30 Dec 2010

Numbers, numbers everywhere.......

Calorie counting - a lot of us do it. But we do it to varying degrees. For me, it became a kind of obsession for many years. At the peak of my calorie-counting-mania (around this time last year) I kept a detailed journal detailing the calorie content of every scrap of food or drink that passed my lips. It lasted for months. If I wasn't sure of the calorie content of something, I'd look it up online. When I started seeing a therapist, one of the things she asked me to do was calculate how much time I spent looking up nutritional content online. On bad days, it could be up to 4 hours! I would add up the total points for each day before bed time, but I'd regularly 'check-in' over the course of the day to make sure I wasn't going above my self-imposed 1,000 - 1,200 calorie limit. Even worse, I'd get competitive with myself. In the same way that marathon runners try to beat their own best time, I would try to beat my lowest calorie intake.

## THINGS TO DO
- a) Answer these about the calorie-counting post:
(i) Who asked the writer to work out how much time was spent looking up nutritional content online?
(ii) On bad days, how long could that looking up take?
(iii) What calorie limit did the writer set?
- b) Please carry on writing the calorie-counting post, starting right after its final sentence.

## ENTRIES SHOWN
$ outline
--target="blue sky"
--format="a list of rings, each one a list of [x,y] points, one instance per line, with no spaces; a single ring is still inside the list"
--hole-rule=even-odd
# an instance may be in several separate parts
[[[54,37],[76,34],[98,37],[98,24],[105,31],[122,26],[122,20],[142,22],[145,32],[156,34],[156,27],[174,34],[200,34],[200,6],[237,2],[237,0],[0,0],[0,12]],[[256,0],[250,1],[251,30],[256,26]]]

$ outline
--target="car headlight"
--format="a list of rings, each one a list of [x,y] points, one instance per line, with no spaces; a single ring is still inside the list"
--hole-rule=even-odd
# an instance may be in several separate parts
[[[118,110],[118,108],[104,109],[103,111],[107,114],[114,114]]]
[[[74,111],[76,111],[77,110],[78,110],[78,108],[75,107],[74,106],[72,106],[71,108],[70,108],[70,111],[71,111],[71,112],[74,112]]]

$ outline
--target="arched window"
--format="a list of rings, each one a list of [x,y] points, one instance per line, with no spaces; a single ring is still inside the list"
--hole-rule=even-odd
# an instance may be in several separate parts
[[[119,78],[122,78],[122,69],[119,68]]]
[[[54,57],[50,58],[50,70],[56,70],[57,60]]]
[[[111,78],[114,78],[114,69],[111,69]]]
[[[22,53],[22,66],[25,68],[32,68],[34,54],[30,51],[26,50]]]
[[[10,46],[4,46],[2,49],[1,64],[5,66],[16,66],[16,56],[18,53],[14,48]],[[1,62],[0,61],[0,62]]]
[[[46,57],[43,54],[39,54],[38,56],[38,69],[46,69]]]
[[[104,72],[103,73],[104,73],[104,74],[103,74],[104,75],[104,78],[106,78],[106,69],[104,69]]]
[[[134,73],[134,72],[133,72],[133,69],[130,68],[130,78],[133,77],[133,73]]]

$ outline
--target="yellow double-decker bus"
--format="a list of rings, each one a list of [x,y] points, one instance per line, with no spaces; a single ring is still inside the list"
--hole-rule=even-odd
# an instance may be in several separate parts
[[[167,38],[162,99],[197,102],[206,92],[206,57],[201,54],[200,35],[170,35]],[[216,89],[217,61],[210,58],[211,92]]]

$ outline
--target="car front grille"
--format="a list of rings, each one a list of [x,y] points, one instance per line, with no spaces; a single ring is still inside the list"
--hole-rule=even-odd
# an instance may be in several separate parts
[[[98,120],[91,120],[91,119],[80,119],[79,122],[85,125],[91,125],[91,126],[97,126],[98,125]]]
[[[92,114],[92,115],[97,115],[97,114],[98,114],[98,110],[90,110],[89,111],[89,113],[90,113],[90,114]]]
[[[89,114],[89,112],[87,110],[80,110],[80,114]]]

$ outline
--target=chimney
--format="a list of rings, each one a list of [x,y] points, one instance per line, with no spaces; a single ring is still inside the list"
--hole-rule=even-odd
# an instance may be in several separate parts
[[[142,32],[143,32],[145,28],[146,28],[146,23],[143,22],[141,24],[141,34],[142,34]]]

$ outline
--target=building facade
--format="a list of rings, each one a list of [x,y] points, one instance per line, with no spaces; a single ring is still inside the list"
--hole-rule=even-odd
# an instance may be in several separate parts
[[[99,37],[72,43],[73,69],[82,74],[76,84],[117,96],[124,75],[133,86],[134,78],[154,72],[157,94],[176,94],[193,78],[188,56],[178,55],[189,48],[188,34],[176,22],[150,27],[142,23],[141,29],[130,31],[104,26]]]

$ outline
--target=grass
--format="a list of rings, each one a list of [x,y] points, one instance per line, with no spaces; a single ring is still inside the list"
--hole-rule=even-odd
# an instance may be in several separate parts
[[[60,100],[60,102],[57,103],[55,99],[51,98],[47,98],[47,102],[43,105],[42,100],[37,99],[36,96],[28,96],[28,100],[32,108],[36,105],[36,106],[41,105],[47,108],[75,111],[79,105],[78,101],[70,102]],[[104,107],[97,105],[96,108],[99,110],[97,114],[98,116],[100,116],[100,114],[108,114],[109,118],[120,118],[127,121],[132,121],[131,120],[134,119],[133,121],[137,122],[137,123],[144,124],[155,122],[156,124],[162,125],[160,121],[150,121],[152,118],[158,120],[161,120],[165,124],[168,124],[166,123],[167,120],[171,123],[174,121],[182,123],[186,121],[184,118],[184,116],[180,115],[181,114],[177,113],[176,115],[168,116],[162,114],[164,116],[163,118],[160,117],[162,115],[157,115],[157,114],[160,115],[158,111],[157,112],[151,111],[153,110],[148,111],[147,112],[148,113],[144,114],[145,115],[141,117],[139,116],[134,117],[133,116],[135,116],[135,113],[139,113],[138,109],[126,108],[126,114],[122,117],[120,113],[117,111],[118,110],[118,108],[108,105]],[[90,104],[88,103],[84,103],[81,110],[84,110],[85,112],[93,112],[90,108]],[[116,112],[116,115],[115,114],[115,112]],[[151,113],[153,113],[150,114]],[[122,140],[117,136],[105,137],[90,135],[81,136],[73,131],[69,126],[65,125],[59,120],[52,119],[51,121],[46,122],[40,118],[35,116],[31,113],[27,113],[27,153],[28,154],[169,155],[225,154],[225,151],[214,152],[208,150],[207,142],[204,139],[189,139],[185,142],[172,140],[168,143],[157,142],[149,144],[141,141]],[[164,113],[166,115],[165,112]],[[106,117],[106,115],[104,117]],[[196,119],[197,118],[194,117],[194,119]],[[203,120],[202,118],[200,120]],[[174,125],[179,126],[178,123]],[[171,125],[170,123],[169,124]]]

## RESPONSES BY ITEM NUMBER
- a)
(i) A therapist.
(ii) Up to 4 hours.
(iii) 1,000 to 1,200 calories.

- b)
Thanks to therapy and hard work I managed to get my behaviour under control. But 'under control' is not the same as 'gone'. 'Under control' is good enough for my therapist but not for me. I don't want calorie counting to play any part in my daily life and my food choices anymore, because I know its preventing me from making healthy food choices that respect what my body needs. But unfortunately my internal calorie calculator has not been totally switched off yet. When you've counted calories for as long as I have, it becomes second nature: something you do without thinking. I'll often be day-dreaming, letting my mind wander (last thing at night, for example, or when I'm walking to the shops) and suddenly realise I've accurately calculated my calorie consumption for that day. And, once I have that information, I find it very difficult not to start worrying or obsessing about it - deciding I've either eaten too little or too much based purely on the numbers, no matter how full or empty I feel, and then making 'action plans' to compensate later by eating more/less. Years of calorie counting also means that I now have a pretty good memory of the calorie content of most foods and I find it very hard not to make food choices based on that, even though I know that's not the healthiest way to be. I also find it difficult not to check the labels on food and not to let the numbers influence whether I eat it or not. I know that this is not a way to be healthy or happy, but how do you break the habit of a lifetime (almost)? If you have any hints and tips, or have your own calorie counting stories, please share them with me.........

1 comment:

  1. I have the exact same experience with calorie counting but I am stuck in the stage of being completely obsessive about it. How were you able to let go of it even a little bit?